┌─ Available records

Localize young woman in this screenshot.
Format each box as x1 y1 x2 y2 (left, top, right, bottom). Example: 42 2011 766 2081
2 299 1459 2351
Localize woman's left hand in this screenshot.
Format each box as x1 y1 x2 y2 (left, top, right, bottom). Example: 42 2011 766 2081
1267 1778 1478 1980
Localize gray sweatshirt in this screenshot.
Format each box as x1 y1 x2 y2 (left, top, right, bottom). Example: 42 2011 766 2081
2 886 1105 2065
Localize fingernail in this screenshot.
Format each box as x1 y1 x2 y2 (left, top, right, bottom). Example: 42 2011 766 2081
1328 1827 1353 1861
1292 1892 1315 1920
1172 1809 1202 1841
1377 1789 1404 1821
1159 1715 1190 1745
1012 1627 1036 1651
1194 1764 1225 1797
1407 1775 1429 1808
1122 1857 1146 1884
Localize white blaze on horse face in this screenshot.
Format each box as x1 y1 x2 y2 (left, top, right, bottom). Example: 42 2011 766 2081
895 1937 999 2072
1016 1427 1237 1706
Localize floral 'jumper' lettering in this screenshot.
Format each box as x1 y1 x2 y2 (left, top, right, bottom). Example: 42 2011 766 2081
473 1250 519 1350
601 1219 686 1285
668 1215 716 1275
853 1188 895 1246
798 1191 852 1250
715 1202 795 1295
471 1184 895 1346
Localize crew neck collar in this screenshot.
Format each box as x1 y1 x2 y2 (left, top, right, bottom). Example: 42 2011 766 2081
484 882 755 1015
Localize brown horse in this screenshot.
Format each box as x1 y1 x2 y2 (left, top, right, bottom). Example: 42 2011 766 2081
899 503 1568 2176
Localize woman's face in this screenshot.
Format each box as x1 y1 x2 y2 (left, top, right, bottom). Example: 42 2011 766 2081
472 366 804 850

└─

_Task directions:_ The expected output is the complete data, repeated exactly.

_Exercise response:_
Localize young woman in this screenshot.
Format each box as x1 y1 x2 y2 (left, top, right, bottom). Example: 42 2011 766 2081
2 299 1459 2351
Localize woman's left hand in this screenshot.
Format each box as x1 y1 x2 y2 (left, top, right, bottom). Example: 42 2011 766 2081
1267 1778 1478 1980
Localize gray sweatshirt in this screenshot.
Format each box as x1 y1 x2 y2 (left, top, right, bottom). Example: 42 2011 766 2081
2 886 1105 2065
Localize fingernail in this screenshot.
Format each box as x1 y1 x2 y2 (left, top, right, bottom). Example: 42 2011 766 2081
1328 1827 1353 1861
1292 1892 1315 1920
1172 1809 1202 1841
1377 1789 1404 1821
1159 1715 1190 1745
1012 1627 1036 1651
1194 1764 1225 1797
1407 1775 1429 1808
1122 1857 1146 1884
Localize white blaze on horse face in this screenshot.
Format each box as x1 y1 x2 y2 (left, top, right, bottom). Example: 42 2011 766 2081
895 1937 999 2072
1016 1427 1237 1706
Localize floral 'jumper' lettering in this screenshot.
Format each box as x1 y1 x2 y2 (left, top, right, bottom). Example: 42 2011 766 2081
473 1250 519 1350
601 1219 686 1285
668 1215 716 1275
853 1188 895 1246
798 1191 852 1250
715 1202 795 1295
471 1184 895 1346
Localize crew neck collar in this screenshot.
Format each box as x1 y1 x2 y2 (left, top, right, bottom). Example: 42 2011 766 2081
484 882 755 1015
Localize brown horse in this screenshot.
Format each box as x1 y1 x2 y2 (left, top, right, bottom). Example: 42 2011 766 2081
899 503 1568 2176
Localize woman's face in this screenshot.
Format each box as x1 y1 x2 y2 (left, top, right, bottom). Example: 42 2011 766 2081
472 366 804 850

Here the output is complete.